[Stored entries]
[Start of Attachment]

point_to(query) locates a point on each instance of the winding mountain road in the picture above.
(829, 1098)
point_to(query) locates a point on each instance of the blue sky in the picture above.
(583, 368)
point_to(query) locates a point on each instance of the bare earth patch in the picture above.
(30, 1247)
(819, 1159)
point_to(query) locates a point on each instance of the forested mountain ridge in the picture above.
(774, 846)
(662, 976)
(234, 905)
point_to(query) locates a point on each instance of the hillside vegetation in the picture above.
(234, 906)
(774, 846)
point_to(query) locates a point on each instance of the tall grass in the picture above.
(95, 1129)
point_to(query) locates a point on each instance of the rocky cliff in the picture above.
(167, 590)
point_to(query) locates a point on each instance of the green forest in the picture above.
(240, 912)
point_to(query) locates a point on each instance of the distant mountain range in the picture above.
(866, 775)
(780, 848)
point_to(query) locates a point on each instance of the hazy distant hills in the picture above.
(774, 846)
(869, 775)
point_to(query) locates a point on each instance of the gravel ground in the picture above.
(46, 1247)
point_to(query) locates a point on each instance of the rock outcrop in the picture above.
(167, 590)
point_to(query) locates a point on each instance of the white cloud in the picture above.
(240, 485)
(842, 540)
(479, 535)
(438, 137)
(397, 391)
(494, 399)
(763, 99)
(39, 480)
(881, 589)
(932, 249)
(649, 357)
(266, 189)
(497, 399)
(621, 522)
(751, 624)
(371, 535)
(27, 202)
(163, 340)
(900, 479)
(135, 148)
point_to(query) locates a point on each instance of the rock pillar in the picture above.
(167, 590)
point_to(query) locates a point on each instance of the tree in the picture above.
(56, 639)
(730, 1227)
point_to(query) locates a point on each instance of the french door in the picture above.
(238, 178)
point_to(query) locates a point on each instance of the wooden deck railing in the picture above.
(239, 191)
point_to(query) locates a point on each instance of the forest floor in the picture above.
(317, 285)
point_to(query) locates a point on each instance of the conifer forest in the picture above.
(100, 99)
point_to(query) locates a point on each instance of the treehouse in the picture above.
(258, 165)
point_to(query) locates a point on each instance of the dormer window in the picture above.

[End of Attachment]

Reproduce each entry exactly, leaving out nothing.

RESPONSE AREA:
point_to(query) locates a point on each instance of the winding mountain road in the picture above.
(829, 1098)
point_to(query) locates a point on each instance of the blue sky in the picture above.
(583, 368)
point_to(query) locates a point on each instance of the bare earth patch in the picture above.
(30, 1247)
(819, 1159)
point_to(query) locates a point on each instance of the forested mountain ridge in the picture above.
(774, 846)
(662, 976)
(234, 905)
point_to(query) locates a point on each instance of the hillside vegetation in the picture above.
(234, 906)
(774, 846)
point_to(query) locates a point on each instance of the tall grass in the picture above.
(95, 1129)
point_to(query) locates a point on each instance of the rocky cliff in the picture above.
(167, 590)
point_to(query) locates a point on each instance of the green forest in the picture above.
(240, 912)
point_to(query) locates a point on each instance of the distant mountain range in the picture above.
(866, 775)
(780, 848)
point_to(query) locates a point on each instance of the hazy distant hills in the picture above.
(774, 846)
(869, 775)
point_to(query) locates a point on each instance of the gravel ground in the picture above.
(46, 1247)
point_to(query) locates a point on each instance of the rock outcrop in the picture above.
(167, 590)
point_to(query) locates a point on each instance of the white cloud in the picture above.
(240, 485)
(842, 540)
(479, 535)
(438, 137)
(397, 391)
(494, 399)
(763, 99)
(39, 480)
(881, 589)
(932, 249)
(649, 357)
(266, 189)
(497, 399)
(621, 522)
(751, 624)
(371, 535)
(27, 202)
(163, 340)
(900, 479)
(135, 148)
point_to(query) locates a point on each instance of the rock pillar in the picture above.
(167, 590)
point_to(query) locates a point on each instance of the tree in the picture above.
(56, 639)
(730, 1227)
point_to(query) locates a point on each instance of the french door in the picture above.
(238, 178)
point_to(query) locates a point on each instance of the wooden deck railing in the picture above.
(239, 191)
point_to(query) locates a point on each instance of the forest floor in the picture above.
(317, 285)
point_to(query) locates a point on each instance of the conifer forest in the picture above.
(100, 99)
point_to(query) locates a point on each instance of the treehouse in the picture above.
(258, 165)
point_to(query) locates a point on each instance of the dormer window in the picture above.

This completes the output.